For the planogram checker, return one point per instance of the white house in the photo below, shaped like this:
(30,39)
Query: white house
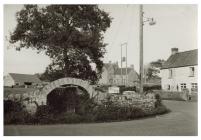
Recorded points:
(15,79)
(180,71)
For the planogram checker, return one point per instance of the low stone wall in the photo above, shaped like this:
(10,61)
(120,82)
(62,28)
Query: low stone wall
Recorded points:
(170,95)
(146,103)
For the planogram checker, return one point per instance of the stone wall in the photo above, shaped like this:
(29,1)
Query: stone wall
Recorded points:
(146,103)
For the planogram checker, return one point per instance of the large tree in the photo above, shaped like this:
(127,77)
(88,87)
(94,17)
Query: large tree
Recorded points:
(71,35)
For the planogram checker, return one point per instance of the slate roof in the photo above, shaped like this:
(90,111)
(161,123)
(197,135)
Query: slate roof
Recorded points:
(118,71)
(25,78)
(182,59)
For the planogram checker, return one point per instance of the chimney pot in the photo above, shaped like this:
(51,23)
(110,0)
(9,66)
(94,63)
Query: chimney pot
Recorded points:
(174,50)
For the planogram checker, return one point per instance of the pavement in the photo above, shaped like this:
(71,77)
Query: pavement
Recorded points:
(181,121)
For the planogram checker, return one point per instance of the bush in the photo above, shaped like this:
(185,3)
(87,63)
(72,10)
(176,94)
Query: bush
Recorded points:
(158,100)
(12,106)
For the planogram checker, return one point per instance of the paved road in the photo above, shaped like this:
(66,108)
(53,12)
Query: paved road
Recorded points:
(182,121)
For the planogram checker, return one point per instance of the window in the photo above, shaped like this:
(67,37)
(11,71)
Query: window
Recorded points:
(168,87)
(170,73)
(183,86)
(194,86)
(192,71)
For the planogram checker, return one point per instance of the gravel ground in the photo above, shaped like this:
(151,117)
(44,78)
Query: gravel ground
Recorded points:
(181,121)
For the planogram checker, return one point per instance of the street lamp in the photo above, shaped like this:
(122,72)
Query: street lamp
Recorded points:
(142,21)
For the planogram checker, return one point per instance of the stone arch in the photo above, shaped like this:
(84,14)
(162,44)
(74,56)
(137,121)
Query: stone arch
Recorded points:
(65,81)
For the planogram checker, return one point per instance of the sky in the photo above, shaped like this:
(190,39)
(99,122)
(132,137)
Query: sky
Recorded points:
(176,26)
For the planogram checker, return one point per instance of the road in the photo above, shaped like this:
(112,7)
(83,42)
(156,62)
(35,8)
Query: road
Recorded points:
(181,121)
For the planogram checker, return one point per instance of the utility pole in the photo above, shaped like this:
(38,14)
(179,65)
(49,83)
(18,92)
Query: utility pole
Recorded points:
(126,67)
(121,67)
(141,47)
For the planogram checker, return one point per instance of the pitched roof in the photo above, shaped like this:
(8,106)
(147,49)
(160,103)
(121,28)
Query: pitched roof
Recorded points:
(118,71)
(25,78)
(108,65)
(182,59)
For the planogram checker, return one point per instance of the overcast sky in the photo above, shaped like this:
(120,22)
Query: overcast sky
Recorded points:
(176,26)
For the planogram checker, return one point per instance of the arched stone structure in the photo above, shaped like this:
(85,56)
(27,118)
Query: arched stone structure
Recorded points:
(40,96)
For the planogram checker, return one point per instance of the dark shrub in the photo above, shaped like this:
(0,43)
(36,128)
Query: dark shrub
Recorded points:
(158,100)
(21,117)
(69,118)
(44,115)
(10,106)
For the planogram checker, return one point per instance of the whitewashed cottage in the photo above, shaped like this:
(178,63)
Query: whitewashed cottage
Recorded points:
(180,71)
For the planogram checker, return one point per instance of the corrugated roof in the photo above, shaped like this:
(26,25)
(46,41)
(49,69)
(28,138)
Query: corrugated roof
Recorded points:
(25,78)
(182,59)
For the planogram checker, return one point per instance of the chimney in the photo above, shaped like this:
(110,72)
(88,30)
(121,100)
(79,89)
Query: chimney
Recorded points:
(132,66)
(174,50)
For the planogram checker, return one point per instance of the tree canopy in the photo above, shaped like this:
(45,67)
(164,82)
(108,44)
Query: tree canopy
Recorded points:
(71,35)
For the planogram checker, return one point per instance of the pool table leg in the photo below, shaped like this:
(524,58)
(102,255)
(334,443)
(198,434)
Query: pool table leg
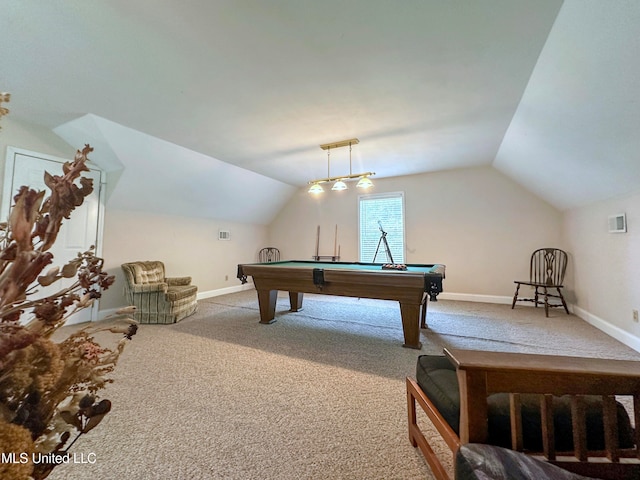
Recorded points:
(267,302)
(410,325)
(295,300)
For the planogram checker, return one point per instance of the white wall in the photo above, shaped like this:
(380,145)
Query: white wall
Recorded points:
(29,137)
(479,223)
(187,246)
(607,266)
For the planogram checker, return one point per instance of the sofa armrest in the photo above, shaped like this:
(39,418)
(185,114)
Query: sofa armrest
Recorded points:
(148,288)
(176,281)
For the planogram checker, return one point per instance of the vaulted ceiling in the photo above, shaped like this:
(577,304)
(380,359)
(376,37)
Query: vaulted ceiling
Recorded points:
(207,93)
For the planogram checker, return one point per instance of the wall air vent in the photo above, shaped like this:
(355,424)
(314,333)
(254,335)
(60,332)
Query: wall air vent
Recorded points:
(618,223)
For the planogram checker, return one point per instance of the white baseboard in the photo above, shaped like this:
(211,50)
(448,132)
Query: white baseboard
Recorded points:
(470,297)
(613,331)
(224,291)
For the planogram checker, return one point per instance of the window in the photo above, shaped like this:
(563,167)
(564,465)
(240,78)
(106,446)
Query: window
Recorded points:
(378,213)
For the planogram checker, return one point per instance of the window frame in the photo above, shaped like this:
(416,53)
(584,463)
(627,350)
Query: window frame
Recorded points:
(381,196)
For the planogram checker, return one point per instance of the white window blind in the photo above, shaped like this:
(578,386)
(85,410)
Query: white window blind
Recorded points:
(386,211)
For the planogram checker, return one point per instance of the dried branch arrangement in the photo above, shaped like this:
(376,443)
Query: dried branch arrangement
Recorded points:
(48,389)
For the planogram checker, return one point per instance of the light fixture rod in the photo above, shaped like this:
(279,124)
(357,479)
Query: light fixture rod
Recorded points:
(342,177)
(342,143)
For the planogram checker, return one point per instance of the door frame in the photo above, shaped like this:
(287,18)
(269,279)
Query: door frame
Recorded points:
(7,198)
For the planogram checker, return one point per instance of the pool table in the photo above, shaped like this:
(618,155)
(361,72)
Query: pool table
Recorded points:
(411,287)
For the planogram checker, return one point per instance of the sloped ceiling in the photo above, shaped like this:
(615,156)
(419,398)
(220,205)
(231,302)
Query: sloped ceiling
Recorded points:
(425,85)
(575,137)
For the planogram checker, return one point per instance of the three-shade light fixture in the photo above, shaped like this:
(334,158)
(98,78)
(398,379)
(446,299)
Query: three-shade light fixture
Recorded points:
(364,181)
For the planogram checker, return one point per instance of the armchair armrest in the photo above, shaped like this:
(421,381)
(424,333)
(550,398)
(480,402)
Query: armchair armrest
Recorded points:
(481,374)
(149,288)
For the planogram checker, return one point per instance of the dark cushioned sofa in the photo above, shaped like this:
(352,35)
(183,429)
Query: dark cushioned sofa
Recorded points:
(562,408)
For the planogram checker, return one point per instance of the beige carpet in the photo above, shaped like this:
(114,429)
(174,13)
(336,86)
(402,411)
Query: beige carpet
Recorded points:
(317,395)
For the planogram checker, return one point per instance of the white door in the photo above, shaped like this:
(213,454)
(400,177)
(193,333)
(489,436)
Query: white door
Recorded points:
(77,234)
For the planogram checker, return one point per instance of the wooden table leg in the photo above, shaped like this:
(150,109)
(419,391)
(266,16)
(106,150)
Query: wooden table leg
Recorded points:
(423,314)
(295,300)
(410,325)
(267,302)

(Activity) Lines containing the string "dark" above: how many are there? Answer with the number only.

(Finished exercise) 4